• [What is expected]: Please render the lines below as a numbered list, leaving out any blank lines.

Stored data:
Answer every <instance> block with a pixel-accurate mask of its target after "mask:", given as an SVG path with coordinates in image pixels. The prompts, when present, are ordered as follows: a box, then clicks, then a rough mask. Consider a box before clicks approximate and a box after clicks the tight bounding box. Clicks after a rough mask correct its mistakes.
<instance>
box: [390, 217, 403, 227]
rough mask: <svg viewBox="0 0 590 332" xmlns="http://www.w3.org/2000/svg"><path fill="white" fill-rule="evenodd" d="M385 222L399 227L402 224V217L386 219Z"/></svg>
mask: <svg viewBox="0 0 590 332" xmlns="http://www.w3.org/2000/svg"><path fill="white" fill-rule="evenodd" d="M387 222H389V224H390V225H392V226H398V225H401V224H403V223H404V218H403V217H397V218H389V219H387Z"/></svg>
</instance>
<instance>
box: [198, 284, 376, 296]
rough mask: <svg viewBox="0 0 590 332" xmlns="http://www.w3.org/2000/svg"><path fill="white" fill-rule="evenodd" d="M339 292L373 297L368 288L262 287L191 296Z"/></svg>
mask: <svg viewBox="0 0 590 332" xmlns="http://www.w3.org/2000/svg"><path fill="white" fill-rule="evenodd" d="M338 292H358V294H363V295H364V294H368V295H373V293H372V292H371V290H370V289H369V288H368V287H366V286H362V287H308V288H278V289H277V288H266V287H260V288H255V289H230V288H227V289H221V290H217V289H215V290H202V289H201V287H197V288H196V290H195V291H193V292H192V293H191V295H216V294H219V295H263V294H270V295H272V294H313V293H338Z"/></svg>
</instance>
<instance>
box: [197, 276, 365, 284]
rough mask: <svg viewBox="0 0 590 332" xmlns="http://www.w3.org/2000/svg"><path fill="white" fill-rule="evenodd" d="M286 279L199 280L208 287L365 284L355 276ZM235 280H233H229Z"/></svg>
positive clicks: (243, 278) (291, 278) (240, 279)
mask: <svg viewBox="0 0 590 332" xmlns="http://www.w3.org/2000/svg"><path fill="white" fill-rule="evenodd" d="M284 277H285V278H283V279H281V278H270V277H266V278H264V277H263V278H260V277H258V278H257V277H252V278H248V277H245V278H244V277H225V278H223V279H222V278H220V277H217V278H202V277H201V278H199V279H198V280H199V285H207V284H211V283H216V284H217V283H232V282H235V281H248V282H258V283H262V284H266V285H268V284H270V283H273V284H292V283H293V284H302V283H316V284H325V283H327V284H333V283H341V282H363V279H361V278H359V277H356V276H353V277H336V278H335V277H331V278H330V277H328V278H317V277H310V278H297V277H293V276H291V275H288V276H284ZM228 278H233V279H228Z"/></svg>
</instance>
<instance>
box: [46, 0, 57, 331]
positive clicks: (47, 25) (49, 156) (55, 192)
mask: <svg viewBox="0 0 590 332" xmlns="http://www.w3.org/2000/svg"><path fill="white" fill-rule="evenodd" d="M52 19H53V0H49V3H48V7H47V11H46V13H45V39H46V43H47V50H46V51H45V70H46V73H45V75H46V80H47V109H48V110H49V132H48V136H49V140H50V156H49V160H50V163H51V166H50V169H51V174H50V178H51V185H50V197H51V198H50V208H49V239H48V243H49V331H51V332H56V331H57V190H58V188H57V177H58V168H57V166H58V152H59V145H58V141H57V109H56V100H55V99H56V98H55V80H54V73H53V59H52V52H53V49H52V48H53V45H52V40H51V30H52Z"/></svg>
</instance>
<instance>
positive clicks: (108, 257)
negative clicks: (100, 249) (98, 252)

• [Output below]:
1. Answer every <instance> block with a pixel-accurate mask of its target after "mask:", given as an SVG path with coordinates in image pixels. The prompts, when present, are ordered as follows: a box, then clicks, then a rough mask. Consider a box before clicks approximate and a box after clicks the tight bounding box. Clicks after a rough mask correct its mistakes.
2. <instance>
3. box: [390, 217, 403, 227]
4. rough mask: <svg viewBox="0 0 590 332" xmlns="http://www.w3.org/2000/svg"><path fill="white" fill-rule="evenodd" d="M385 222L399 227L402 224V217L386 219Z"/></svg>
5. mask: <svg viewBox="0 0 590 332" xmlns="http://www.w3.org/2000/svg"><path fill="white" fill-rule="evenodd" d="M387 222H389V224H390V225H392V226H398V225H401V224H403V223H404V218H403V217H397V218H389V219H387Z"/></svg>
6. </instance>
7. <instance>
8. box: [198, 284, 376, 296]
9. rough mask: <svg viewBox="0 0 590 332" xmlns="http://www.w3.org/2000/svg"><path fill="white" fill-rule="evenodd" d="M339 292L373 297L368 288L262 287L191 296Z"/></svg>
10. mask: <svg viewBox="0 0 590 332" xmlns="http://www.w3.org/2000/svg"><path fill="white" fill-rule="evenodd" d="M338 292H358V294H363V295H364V294H368V295H373V293H372V292H371V290H370V289H369V288H368V287H366V286H362V287H308V288H278V289H277V288H266V287H260V288H255V289H230V288H227V289H221V290H217V289H215V290H202V289H201V287H197V288H196V290H195V291H193V292H192V293H191V295H216V294H219V295H263V294H270V295H272V294H313V293H338Z"/></svg>
11. </instance>
12. <instance>
13. box: [197, 276, 365, 284]
14. rough mask: <svg viewBox="0 0 590 332" xmlns="http://www.w3.org/2000/svg"><path fill="white" fill-rule="evenodd" d="M286 279L199 280L208 287L365 284L355 276ZM235 280H233H229Z"/></svg>
15. positive clicks: (243, 278) (291, 278) (240, 279)
16. mask: <svg viewBox="0 0 590 332" xmlns="http://www.w3.org/2000/svg"><path fill="white" fill-rule="evenodd" d="M284 277H285V278H283V279H281V278H270V277H266V278H264V277H263V278H260V277H258V278H257V277H252V278H248V277H245V278H244V277H225V278H223V279H222V278H220V277H217V278H202V277H201V278H199V279H198V280H199V285H207V284H211V283H216V284H217V283H232V282H235V281H248V282H258V283H262V284H266V285H268V284H270V283H273V284H292V283H293V284H302V283H316V284H325V283H327V284H333V283H341V282H363V279H361V278H359V277H356V276H353V277H336V278H335V277H331V278H330V277H328V278H317V277H310V278H297V277H293V276H291V275H288V276H284ZM228 278H233V279H228Z"/></svg>
17. </instance>
18. <instance>
19. box: [46, 0, 57, 331]
20. positive clicks: (47, 25) (49, 156) (55, 192)
21. mask: <svg viewBox="0 0 590 332" xmlns="http://www.w3.org/2000/svg"><path fill="white" fill-rule="evenodd" d="M52 19H53V0H49V3H48V7H47V11H46V13H45V39H46V43H47V50H46V51H45V70H46V73H45V75H46V80H47V109H48V110H49V132H48V136H49V140H50V156H49V160H50V163H51V166H50V169H51V174H50V178H51V185H50V197H51V198H50V208H49V239H48V243H49V331H51V332H56V331H57V190H58V188H57V177H58V168H57V166H58V152H59V145H58V141H57V109H56V100H55V99H56V98H55V80H54V73H53V59H52V52H53V49H52V48H53V45H52V40H51V30H52Z"/></svg>
22. </instance>
23. <instance>
24. positive clicks: (108, 257)
25. negative clicks: (100, 249) (98, 252)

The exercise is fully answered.